**Working data**.
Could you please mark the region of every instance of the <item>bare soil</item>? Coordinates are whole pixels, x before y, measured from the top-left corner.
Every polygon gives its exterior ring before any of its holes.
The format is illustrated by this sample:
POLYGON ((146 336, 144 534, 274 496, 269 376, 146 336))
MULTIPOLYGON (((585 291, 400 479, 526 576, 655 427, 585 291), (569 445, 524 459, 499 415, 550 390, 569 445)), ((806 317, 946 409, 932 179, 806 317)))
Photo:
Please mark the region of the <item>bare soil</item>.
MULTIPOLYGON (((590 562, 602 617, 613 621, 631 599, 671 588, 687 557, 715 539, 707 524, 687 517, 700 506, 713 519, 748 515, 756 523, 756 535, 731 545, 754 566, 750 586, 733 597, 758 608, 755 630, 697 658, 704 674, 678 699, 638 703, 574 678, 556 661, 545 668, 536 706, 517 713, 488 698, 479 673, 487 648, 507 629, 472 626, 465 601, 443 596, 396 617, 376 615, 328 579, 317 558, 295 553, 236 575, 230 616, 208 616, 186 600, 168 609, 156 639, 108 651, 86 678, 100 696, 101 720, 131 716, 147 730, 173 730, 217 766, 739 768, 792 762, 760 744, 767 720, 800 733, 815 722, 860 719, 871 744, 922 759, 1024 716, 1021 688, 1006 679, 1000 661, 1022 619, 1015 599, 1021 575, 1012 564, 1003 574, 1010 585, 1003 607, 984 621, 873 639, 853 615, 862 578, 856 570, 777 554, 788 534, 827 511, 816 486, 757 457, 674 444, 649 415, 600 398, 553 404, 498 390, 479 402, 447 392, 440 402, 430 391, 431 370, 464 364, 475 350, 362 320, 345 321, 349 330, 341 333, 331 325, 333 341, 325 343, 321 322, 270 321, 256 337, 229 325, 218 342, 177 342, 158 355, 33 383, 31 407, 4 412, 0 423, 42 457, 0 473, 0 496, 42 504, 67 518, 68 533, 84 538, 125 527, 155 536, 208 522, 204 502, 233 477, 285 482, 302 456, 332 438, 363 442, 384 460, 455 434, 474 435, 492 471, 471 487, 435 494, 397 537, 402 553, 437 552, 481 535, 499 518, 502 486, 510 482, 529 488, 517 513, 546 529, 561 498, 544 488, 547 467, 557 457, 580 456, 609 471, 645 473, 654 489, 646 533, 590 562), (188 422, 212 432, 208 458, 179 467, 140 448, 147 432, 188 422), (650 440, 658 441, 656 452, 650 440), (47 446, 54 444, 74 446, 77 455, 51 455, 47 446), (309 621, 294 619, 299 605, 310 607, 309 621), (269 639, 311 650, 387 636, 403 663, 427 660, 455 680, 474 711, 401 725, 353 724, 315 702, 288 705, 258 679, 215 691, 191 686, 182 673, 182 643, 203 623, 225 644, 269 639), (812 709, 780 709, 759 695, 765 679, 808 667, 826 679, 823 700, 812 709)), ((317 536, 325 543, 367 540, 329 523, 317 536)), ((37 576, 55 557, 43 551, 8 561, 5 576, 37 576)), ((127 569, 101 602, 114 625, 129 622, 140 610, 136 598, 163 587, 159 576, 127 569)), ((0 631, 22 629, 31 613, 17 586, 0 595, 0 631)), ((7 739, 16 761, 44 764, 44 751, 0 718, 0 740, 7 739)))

**What this task involves**.
Begin with the line holding "Please mark the region of the" and end with the last line of the material. Copy all of them exactly.

**Output for this task**.
Please mark the region of the <item>bare soil</item>.
MULTIPOLYGON (((590 562, 602 617, 613 621, 631 599, 671 588, 687 557, 715 539, 707 524, 687 517, 700 506, 713 519, 748 515, 756 523, 756 535, 731 545, 754 566, 750 586, 733 597, 758 608, 755 630, 697 658, 704 674, 678 699, 638 703, 574 678, 556 661, 545 668, 536 706, 517 713, 488 698, 479 673, 487 648, 507 629, 472 626, 465 601, 443 596, 396 617, 376 615, 328 579, 317 558, 295 553, 236 575, 230 616, 208 616, 186 600, 168 609, 156 639, 108 651, 86 678, 100 696, 101 720, 131 716, 147 730, 173 730, 217 766, 739 768, 792 762, 760 744, 767 720, 800 733, 815 722, 860 719, 871 744, 922 759, 1024 716, 1021 688, 1006 679, 1000 661, 1022 619, 1015 599, 1021 575, 1012 564, 1003 574, 1010 585, 1003 607, 984 621, 873 639, 853 615, 862 578, 856 570, 777 554, 788 534, 827 511, 816 486, 757 457, 674 444, 649 415, 600 398, 553 404, 498 390, 479 402, 447 392, 440 402, 430 391, 431 370, 464 364, 475 350, 362 320, 345 321, 349 330, 341 333, 331 325, 333 341, 325 343, 321 322, 270 321, 256 337, 229 325, 218 342, 177 342, 158 355, 33 383, 31 407, 4 412, 0 423, 42 457, 0 473, 0 496, 42 504, 67 518, 68 533, 84 538, 125 527, 155 536, 208 522, 204 502, 233 477, 285 482, 302 456, 332 438, 363 442, 384 460, 455 434, 474 435, 492 471, 471 487, 435 494, 397 537, 402 553, 437 552, 481 535, 499 518, 502 486, 510 482, 529 488, 517 513, 546 529, 561 498, 544 488, 547 467, 557 457, 580 456, 609 471, 645 473, 654 489, 646 533, 590 562), (188 422, 212 432, 208 458, 179 467, 140 448, 147 432, 188 422), (650 440, 658 441, 656 452, 650 440), (47 446, 54 444, 74 446, 77 455, 51 455, 47 446), (309 621, 294 619, 299 605, 310 607, 309 621), (269 639, 311 650, 387 636, 403 663, 427 660, 455 680, 474 711, 401 725, 353 724, 315 702, 288 705, 258 679, 215 691, 191 686, 182 673, 182 643, 203 623, 225 644, 269 639), (812 709, 780 709, 759 695, 765 679, 808 667, 826 679, 823 700, 812 709)), ((317 536, 325 543, 367 540, 329 523, 317 536)), ((37 576, 55 557, 43 551, 8 561, 5 576, 37 576)), ((127 569, 101 602, 114 625, 129 622, 140 610, 136 598, 163 587, 159 576, 127 569)), ((0 631, 22 629, 31 613, 17 586, 0 595, 0 631)), ((7 739, 16 761, 44 764, 44 751, 0 718, 0 740, 7 739)))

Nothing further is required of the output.